Material provided:

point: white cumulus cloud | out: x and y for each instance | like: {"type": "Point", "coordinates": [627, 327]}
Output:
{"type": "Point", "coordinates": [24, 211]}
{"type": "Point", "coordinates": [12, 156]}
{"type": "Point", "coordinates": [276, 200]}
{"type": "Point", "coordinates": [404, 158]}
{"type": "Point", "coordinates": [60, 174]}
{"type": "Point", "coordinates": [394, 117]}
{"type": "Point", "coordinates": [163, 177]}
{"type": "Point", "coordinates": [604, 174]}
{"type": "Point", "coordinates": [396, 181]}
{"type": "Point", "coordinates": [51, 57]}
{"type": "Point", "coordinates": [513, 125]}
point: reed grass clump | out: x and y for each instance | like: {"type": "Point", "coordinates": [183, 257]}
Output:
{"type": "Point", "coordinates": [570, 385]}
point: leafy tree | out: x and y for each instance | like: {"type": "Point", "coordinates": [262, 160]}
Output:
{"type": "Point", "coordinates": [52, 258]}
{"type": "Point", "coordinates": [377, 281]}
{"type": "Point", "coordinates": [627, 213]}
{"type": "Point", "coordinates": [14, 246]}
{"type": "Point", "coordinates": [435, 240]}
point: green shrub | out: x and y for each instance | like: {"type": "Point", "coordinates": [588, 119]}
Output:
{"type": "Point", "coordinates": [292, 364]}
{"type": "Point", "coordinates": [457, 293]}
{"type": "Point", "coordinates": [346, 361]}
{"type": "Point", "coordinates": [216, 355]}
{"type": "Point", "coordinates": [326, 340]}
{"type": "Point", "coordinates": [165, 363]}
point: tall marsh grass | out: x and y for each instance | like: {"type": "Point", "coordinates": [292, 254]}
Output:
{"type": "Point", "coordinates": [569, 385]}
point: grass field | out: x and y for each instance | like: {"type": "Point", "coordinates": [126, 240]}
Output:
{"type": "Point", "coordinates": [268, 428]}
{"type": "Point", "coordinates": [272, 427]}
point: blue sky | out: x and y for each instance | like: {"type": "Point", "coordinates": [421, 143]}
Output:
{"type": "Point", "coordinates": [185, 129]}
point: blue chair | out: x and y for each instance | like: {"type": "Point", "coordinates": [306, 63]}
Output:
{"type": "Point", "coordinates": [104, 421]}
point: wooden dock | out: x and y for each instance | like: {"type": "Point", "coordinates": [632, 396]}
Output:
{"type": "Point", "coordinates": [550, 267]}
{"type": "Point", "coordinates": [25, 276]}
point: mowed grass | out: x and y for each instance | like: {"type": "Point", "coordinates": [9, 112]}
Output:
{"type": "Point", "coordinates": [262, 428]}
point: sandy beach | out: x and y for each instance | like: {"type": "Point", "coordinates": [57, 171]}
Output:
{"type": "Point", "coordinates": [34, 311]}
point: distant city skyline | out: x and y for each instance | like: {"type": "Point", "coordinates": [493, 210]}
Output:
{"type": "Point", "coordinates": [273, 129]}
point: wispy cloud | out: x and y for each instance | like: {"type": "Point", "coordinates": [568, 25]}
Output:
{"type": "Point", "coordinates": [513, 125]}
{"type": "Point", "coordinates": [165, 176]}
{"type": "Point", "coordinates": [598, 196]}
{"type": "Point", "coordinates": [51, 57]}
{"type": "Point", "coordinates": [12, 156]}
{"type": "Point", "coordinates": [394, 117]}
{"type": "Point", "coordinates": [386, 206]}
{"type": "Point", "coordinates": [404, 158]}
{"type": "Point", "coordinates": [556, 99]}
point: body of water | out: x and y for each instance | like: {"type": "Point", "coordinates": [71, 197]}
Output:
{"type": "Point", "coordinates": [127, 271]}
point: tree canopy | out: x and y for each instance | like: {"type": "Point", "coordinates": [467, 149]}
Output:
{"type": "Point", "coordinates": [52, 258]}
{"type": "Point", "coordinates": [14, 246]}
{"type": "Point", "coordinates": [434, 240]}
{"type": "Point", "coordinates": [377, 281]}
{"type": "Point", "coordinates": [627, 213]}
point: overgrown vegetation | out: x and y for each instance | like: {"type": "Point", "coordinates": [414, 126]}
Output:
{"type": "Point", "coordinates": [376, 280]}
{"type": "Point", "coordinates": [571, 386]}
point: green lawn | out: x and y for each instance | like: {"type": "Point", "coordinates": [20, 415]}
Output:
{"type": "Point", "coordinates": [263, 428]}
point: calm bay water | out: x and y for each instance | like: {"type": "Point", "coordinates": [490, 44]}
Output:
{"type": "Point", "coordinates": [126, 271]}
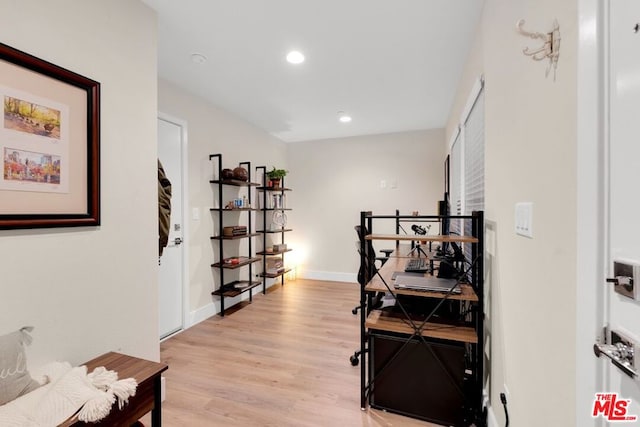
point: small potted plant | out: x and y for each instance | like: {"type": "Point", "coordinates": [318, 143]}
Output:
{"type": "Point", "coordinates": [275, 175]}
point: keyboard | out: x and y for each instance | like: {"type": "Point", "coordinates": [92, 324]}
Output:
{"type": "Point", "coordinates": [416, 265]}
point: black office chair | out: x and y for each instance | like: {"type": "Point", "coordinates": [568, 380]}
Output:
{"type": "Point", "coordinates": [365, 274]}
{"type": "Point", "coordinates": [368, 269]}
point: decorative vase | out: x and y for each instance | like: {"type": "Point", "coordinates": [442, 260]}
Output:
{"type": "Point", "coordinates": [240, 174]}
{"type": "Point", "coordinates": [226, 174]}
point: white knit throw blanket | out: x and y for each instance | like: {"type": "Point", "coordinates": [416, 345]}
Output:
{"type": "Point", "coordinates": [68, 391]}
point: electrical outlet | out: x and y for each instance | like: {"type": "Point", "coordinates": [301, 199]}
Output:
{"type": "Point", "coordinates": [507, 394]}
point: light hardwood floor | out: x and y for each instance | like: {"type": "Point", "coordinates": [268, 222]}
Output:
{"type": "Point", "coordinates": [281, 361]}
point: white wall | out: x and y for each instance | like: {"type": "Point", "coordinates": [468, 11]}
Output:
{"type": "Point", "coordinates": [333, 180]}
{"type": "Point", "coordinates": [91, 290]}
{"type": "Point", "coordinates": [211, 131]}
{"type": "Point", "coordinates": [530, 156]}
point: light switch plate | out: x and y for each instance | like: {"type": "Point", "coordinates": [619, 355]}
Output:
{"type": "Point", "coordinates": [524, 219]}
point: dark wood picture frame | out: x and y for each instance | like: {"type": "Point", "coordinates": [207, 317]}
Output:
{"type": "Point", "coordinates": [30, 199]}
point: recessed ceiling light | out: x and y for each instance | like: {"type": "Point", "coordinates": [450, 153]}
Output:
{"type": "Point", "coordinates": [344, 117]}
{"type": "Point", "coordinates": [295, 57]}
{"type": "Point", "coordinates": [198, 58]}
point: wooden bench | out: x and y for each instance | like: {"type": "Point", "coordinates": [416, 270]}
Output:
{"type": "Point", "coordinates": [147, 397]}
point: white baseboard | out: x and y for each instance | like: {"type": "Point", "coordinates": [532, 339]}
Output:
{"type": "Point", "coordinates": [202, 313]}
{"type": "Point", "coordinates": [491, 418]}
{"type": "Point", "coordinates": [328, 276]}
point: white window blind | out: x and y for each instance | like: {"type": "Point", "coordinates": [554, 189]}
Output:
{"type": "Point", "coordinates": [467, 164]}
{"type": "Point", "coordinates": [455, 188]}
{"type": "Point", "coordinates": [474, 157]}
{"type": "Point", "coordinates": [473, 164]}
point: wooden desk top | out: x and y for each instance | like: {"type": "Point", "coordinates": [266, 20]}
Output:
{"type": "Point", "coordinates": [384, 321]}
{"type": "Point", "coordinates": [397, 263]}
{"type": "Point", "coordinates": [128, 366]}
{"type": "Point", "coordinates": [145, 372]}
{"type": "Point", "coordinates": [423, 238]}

* * *

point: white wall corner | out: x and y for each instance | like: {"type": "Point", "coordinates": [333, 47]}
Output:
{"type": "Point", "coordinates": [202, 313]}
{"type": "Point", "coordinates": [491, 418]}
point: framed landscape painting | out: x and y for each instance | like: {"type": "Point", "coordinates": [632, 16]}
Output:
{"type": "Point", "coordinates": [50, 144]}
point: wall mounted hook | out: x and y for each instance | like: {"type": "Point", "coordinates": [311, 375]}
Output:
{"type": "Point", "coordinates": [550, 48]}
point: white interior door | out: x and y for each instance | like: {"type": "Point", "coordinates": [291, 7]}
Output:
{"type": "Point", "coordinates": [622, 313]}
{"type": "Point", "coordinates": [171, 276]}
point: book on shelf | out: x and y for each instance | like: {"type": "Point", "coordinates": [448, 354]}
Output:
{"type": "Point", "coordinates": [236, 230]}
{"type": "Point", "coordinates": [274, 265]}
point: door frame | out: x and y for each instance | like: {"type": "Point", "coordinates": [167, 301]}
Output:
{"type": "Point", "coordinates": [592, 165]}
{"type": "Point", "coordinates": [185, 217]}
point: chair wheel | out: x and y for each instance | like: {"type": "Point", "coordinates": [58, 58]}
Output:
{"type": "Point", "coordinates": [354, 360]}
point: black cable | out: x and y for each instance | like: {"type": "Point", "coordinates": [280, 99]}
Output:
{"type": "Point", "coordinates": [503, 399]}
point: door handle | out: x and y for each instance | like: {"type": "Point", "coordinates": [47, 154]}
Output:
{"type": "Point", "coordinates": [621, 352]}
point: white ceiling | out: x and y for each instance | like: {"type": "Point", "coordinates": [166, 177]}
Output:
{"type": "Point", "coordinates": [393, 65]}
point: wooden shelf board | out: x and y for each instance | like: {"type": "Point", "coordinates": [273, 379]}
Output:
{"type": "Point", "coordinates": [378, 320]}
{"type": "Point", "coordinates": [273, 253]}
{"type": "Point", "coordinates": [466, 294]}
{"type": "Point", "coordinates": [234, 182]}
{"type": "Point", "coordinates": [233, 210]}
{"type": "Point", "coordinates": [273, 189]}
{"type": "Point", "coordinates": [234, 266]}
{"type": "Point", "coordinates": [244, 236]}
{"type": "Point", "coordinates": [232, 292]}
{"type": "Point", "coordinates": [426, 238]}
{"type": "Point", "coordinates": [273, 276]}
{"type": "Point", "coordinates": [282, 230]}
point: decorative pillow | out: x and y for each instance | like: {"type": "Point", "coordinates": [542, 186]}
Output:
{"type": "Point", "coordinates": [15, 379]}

Given problem: Return each line of the entries above that contains the word "black".

Full output:
point: black office chair | out: x and y for each instance | like: {"type": "Point", "coordinates": [568, 380]}
point: black cable | out: x and y for each instance | like: {"type": "Point", "coordinates": [280, 99]}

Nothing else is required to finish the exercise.